[GOAL 1]: In the forum comment, which of the two possibilities about 'piotrjurkiewicz does the writer consider most likely?
[GOAL 2]: Transcribe the forum comment word for word, everything from "Here’s how I" down to "as Satre describes.".
[GOAL 3]: Go on with the forum comment about the discussion between 'geofft and 'piotrjurkiewicz, picking up after its last sentence.

I agree that 'geofft is making very clear from the outset that the quote is
being used to illustrate the tactics only, that no parallel is to be drawn
with respect to anti-Semites. I also know that I sometimes accidently miss
points when reading someone’s comment, particularly when they’re discussing
another side of the topic under discussion. Gotta fight against my tribal
bias, and understand that others may be trying–and sometimes failing—to do the
same.

Here’s how I view the discussion between 'geofft and 'piotrjurkiewicz.

\- 'geofft makes a point, illustrated with a quote by Satre describing a
rhetorical tactic of anti-Semites.

\- 'piotrjurkiewicz behaves exactly as Satre describes.

\- 'pjc50 falls for the rhetorical tactic Satre describes.

\- 'geofft points this out

\- I argue that by choosing different words to make the same point Satre does
might defend 'geofft from the tactic.

From my point of view, 'piotrjurkiewicz is being either uncharitable, or
misreading 'geofft by accident or ignorance, most likely the first. I could
point this out, but if 'piotrjurkiewicz is arguing uncharitably, it isn’t
going to make a difference, and most likely antagonize them, effectively
feeding the troll. I see 'geofft as an honest, good faith interlocuter, so
it’s more worth my time to engage with 'geofft. I’ll learn regardless, that
something about my assessment about 'geofft or the discussion was mistaken—the
latter appearing increasingly likely.

[RAW DATA]:
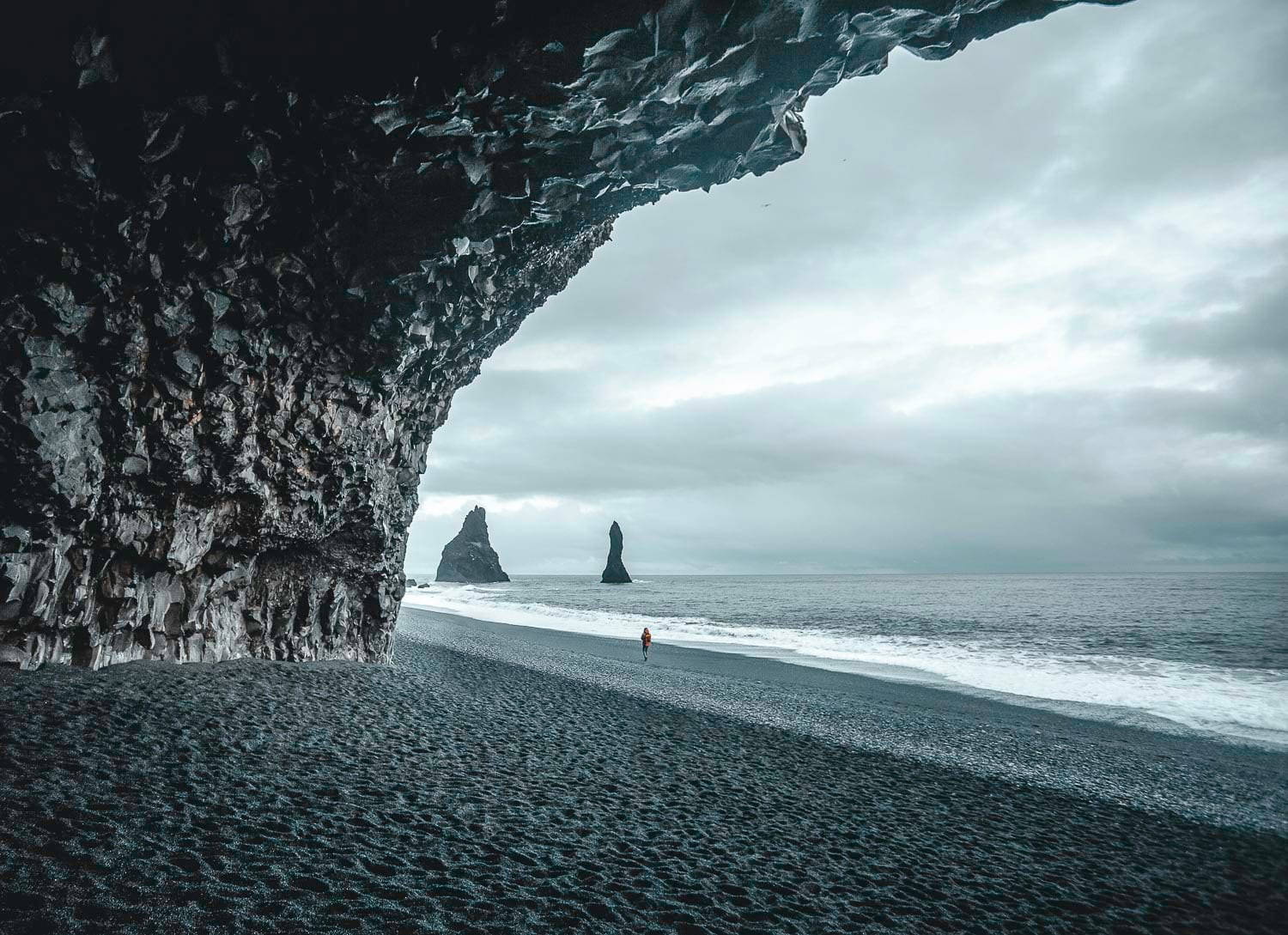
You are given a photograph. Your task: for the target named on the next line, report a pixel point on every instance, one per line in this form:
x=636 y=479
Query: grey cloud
x=1074 y=128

[WRITTEN ANSWER 1]: That 'piotrjurkiewicz is being uncharitable.

[WRITTEN ANSWER 2]:
Here’s how I view the discussion between 'geofft and 'piotrjurkiewicz.

\- 'geofft makes a point, illustrated with a quote by Satre describing a
rhetorical tactic of anti-Semites.

\- 'piotrjurkiewicz behaves exactly as Satre describes.

[WRITTEN ANSWER 3]:
You’re implying that regardless of the words 'geofft uses, 'piotrjurkiewicz is
going to uncharitably interpret them, correct? Which does again parallel the
point of the Sartre quote. I can see how your assessment that I might be
falling for this is accurate, and I do purposefully leave myself open to that
to some extent, at least until I see that that’s the case (I hope). By
choosing words that are less likely to distract from the point I’m trying to
make, hopefully I can make that assessment more quickly, by pushing them to
the point where “they will abruptly fall silent”, giving them the least amount
of room to maneuver and play.

I can also see how this can be folly. Looking up where this quote is taken
from (“Anti-Semite and Jew”), I also find this quote: “The rational man groans
as he gropes for the truth; he knows that his reasoning is no more than
tentative, that other considerations may supervene to cast doubt on it.” I
understand that viscerally.

My head’s spinning a little bit, having a discussion about discussion tactics
about discussion tactics—have I incepted enough? Maybe Sartre was trolling? ;)

Thank you for pushing me on this. I’m learning, er, groaning a lot.